Entries from a pointing dataset
— begin —

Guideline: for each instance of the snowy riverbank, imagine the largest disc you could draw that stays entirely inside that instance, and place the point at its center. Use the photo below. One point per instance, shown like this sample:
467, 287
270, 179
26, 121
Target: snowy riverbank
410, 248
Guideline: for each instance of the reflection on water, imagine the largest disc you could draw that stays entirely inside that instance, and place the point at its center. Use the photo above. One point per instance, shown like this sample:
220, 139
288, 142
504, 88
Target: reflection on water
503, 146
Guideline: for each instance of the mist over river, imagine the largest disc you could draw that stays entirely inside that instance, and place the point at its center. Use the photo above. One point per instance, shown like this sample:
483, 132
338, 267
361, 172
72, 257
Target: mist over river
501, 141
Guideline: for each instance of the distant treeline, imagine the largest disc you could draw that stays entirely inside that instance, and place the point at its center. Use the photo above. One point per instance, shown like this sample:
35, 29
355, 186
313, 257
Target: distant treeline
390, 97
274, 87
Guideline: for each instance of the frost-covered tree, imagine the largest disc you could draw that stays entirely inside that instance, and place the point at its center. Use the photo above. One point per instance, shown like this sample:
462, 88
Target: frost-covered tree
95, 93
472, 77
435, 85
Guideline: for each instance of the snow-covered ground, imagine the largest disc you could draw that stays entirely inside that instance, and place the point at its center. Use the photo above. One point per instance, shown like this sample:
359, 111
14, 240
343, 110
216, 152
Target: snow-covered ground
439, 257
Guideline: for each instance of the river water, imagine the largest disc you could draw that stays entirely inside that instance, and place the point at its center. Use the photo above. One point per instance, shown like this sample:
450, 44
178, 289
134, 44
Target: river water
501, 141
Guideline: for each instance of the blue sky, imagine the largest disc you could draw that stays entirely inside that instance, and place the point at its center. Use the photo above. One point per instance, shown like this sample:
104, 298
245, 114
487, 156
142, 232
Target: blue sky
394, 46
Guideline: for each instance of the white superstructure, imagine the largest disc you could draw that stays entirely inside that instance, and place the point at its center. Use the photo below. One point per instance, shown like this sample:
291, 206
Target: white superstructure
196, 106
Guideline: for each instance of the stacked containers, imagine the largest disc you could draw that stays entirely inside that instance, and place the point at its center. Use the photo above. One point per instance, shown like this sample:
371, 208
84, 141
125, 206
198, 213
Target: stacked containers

— end —

■ **Instructions for the task**: Return all of the material above word for word, with no changes.

■ **Answer in full**:
Guideline: for each instance of the snowy riverbank, imagine the largest disc you could draw that stays entirely inside that instance, and place the point at its center. Use the photo below. One point per instance, shown like this sample:
467, 287
270, 179
26, 121
Target: snowy riverbank
410, 248
Guideline: for each instance of the reflection on water, imagine the largest disc you could draw that stays entirely inside that instance, and place the point at its center. Use the photo above. One point per instance, shown like this sample:
220, 139
288, 142
504, 88
Target: reflection on water
503, 146
Guideline: for each instance of the mist over river, imagine the largest disc you could draw that stays entirely inside that instance, and place the point at its center. Use the photo above. One point per instance, shown like this sample:
483, 132
338, 267
361, 172
72, 257
Target: mist over river
501, 141
Guideline: for each instance of the distant treeline, imagine the largest disc you could draw that stays entirely inside that instance, and place the point at its center. Use the photo above. One point per instance, shown like this sample:
35, 29
355, 186
313, 257
Target: distant treeline
390, 97
274, 87
Guideline: for each instance of the frost-covered tree, imagine the largest disc you could draw that stays entirely inside that instance, and place the point at its center. Use the photo above. One point per instance, shown like this sample:
462, 88
Target: frost-covered tree
95, 93
472, 77
435, 85
Guideline: for each instance of the snow-covered ground, imagine the largest disc you could draw that stays entirely inside that instance, and place the point at its center. Use the photo above. One point per instance, shown like this sample:
359, 111
14, 240
343, 110
216, 152
Target: snow-covered ground
439, 257
Guideline: for each instance of the river water, imagine the largest disc you could draw that stays entirely inside that instance, and place the point at its center. Use the photo above. One point per instance, shown like this sample:
450, 44
178, 289
134, 44
Target: river water
501, 141
Guideline: for each instance of the blue sky, imagine the largest disc you could draw that stays entirely inside that instance, and place the point at its center. Use the photo above. One point per instance, shown like this sample:
104, 298
245, 114
487, 156
142, 232
Target: blue sky
394, 46
Guideline: for each instance of the white superstructure, imagine the largest disc you could draw that stays entirely inside that instance, and place the point at its center. Use the photo below. One point per instance, shown like this sample:
291, 206
Target: white superstructure
196, 106
Guideline: for each instance of the stacked containers, imagine the largest disc you could draw that stays entirely inside that instance, and place the point at its center. Use the photo above. One point per instance, shown like this sample:
371, 208
84, 141
125, 206
198, 213
Target: stacked containers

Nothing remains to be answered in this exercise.